▼
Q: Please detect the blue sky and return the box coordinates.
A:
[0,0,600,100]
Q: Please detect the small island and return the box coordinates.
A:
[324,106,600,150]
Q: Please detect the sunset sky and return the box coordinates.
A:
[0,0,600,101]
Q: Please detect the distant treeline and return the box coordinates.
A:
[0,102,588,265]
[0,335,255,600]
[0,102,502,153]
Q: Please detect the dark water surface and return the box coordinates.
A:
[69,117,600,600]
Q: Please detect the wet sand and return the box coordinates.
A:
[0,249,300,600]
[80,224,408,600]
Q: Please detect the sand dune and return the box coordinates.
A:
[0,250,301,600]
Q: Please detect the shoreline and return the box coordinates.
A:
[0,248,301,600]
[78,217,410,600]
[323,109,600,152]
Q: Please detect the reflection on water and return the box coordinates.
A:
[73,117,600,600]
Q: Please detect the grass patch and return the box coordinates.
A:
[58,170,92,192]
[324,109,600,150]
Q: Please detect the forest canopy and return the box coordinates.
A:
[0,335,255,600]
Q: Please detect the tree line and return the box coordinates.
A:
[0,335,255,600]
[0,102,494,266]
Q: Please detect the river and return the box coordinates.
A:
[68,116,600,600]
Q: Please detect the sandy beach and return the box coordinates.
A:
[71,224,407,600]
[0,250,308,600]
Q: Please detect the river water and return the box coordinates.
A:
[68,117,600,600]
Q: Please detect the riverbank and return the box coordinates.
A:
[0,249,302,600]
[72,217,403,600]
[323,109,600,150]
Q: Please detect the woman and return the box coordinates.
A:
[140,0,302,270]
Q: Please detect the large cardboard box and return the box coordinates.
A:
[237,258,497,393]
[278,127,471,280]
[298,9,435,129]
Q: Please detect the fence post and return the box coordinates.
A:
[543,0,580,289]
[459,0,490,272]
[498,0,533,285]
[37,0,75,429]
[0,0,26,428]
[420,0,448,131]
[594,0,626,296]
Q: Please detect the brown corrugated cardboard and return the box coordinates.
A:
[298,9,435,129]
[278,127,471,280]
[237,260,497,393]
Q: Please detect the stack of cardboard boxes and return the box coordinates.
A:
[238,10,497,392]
▲
Reproduce each item above verbatim, line for line.

Q: Please detect the blue sky and return the box coordinates.
A:
[0,0,600,100]
Q: Please detect the small island and return the box coordinates.
A:
[324,106,600,150]
Q: Please detect the sunset sky and return the box coordinates.
A:
[0,0,600,101]
Q: Please detect the distant treeline and return the box coordinates.
A:
[0,102,588,265]
[0,335,255,600]
[0,102,502,153]
Q: Please detect the dark water surface and return the box coordinates.
A:
[69,117,600,600]
Q: Please detect the wet sand and return the box coordinates.
A:
[0,249,300,600]
[80,224,408,600]
Q: Please detect the sand dune and return the box coordinates.
A:
[0,250,301,600]
Q: Please detect the shoreline and return the box coordinates.
A:
[0,248,301,600]
[78,217,410,600]
[323,109,600,152]
Q: Please detect the reflection on water and return the box coordinates.
A:
[73,117,600,600]
Q: Please detect the grass patch and return the box coordinates.
A:
[58,170,92,192]
[324,109,600,150]
Q: Please detect the forest canopy and return the box coordinates.
A:
[0,335,255,600]
Q: Please detect the tree line and return the box coordinates.
A:
[0,335,255,600]
[0,102,494,266]
Q: Please detect the river and return the box coordinates.
A:
[68,116,600,600]
Q: Please detect the sandy beach and return the box coordinates.
A:
[71,224,407,600]
[0,250,308,600]
Q: Please detect the river water and return the box coordinates.
A:
[68,117,600,600]
Q: Please detect the riverbank and return the box coordinates.
A:
[0,249,302,600]
[72,217,403,600]
[323,109,600,150]
Q: Please detect the woman and return the box coordinates.
A:
[140,0,302,270]
Q: Please detect the large cardboard box and return the box coordinates.
A:
[237,258,497,393]
[278,127,471,280]
[298,9,435,129]
Q: Please detect the fence post and return the box coordinates.
A:
[543,0,580,289]
[459,0,490,272]
[498,0,533,285]
[37,0,75,429]
[0,0,26,428]
[420,0,448,131]
[594,0,626,296]
Q: Please detect the brown corrugated cardboard and return the box coordinates.
A:
[298,9,435,129]
[278,127,471,280]
[237,260,497,393]
Q: Please detect the stack of cardboard boxes and return the box coordinates.
A:
[238,10,497,392]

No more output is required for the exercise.